Passage cité –
Overblog
Editer l'article Suivre ce blog Administration + Créer mon blog

RESPECT MONSIEUR NOIRET !!!!

Publié le par keruit

 

Phillippe Noiret nous a quitté le 23 novembre 2006. La maladie a emporté un monstre sacré du cinéma français, le timbre de voix et l’élocution les plus charismatiques du cinéma français. Petite plongée dans la condition d’acteur de ce Philippe Noiret, petit mot d’un jeune cinéphile en hommage à une personnalité sage et modeste et un acteur légendaire.

 

 

 

 

Il s’emprégnait totalement de ses rôles

 

 

 

 

Du haut de ses 75 ans Philippe Noiret dit avec humilité qu’il est « une sorte d’oncle pour les gens qui me croisent, certains me disent que leur mère m’aime beaucoup…et maintenant j’en arrive modestement à toucher les plus jeunes dont certains me disent que leur grand-mère m’adorent ». Cela ne peut que faire sourire Philippe Noiret qui est toujours resté lucide sur son compte. Son ami de génération et éternel complice Jean Rochefort salue à ce titre son « infinie modestie ». Cela ne l’empêchait pas d’impressionner tout ces cadets qui apprenaient énormément à ses côtés le bref temps d’un tournage, tel Bruno Putzulu, Charles Berling, Pascal Elbé (Père et fils), Gérard Jugnot (Fantôme avec chauffeur) ou Lorant Deutsch (Les ripoux 3). Le tout premier film de Philippe Noiret annonçait un parcours filmographique hors normes : La Pointe Courte (1954). Pour ce tout premier rôle le voilà qu’il campait un rôle complexe dans un film particulier. Trop particulier peut être pour marquer ses grands débuts au cinéma. On commence à déceler chez lui sa pulsion de s’emparer totalement de son rôle. Manie qui ne le quittera plus jamais, faisant sans doute une des essences de son talent. Philippe Noiret s’imprégnera toujours longuement de ses costumes et tenues pour mieux camper ses personnages.

Extrait des données –
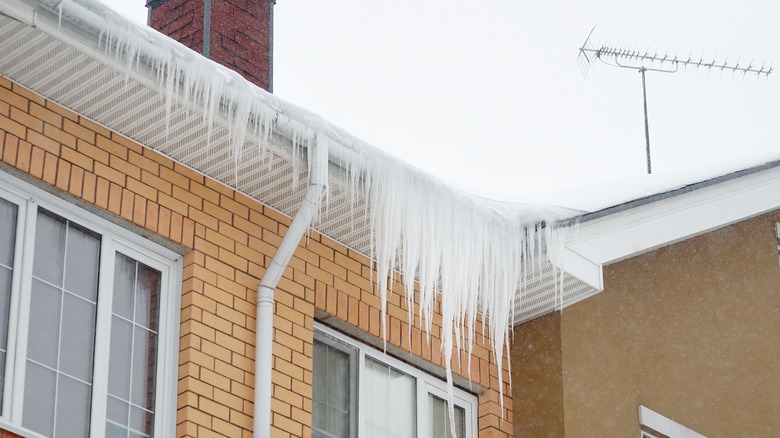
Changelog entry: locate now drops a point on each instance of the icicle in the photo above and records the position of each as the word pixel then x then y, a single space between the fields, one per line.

Consigne A –
Répondez à ces questions sur le billet :
(i) À quelle date Philippe Noiret est-il mort ?
(ii) Qui salue son « infinie modestie » ?
(iii) Quel est le tout premier film de Philippe Noiret, et de quelle année date-t-il ?
Consigne B –
Recopiez le billet depuis "Publié le par" jusqu'à "un acteur légendaire." inclus, en substituant "22 novembre 2006" à "23 novembre 2006".

Réponse A –
(i) Le 23 novembre 2006.
(ii) Jean Rochefort.
(iii) La Pointe Courte, de 1954.

Réponse B –
Publié le par keruit

 

Phillippe Noiret nous a quitté le 22 novembre 2006. La maladie a emporté un monstre sacré du cinéma français, le timbre de voix et l’élocution les plus charismatiques du cinéma français. Petite plongée dans la condition d’acteur de ce Philippe Noiret, petit mot d’un jeune cinéphile en hommage à une personnalité sage et modeste et un acteur légendaire.